### PROBLEM DETAILS
Reproduce every line of the data below word for word, leaving out the pictures.
• • • • • • •
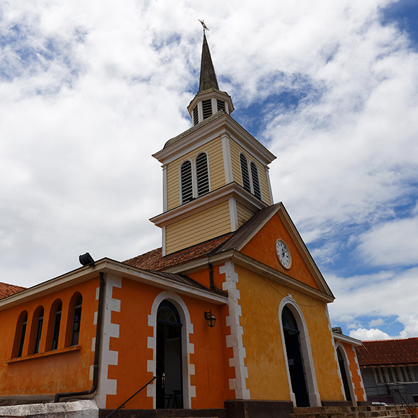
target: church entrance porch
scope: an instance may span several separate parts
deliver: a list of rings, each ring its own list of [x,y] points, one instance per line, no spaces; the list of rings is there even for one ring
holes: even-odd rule
[[[182,324],[176,307],[163,300],[157,314],[156,406],[183,408]]]

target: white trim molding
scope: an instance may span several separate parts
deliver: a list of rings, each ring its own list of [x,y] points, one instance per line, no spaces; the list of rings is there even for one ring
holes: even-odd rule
• • • • • • •
### WRITTEN SOLUTION
target: church entrance porch
scope: an instance may span several separate parts
deliver: a list of rings, each ring its own list of [x,y] points, one instance per line, no spaces; the list of rings is there even for one ring
holes: even-odd rule
[[[182,324],[176,307],[163,300],[157,314],[156,406],[183,408]]]

target: white trim molding
scope: an instance may span several separate parts
deliver: a list of rings, each ring its own list of [x,y] points, one instance per line, no spaces; the list of rings is there even for one ring
holes: even-odd rule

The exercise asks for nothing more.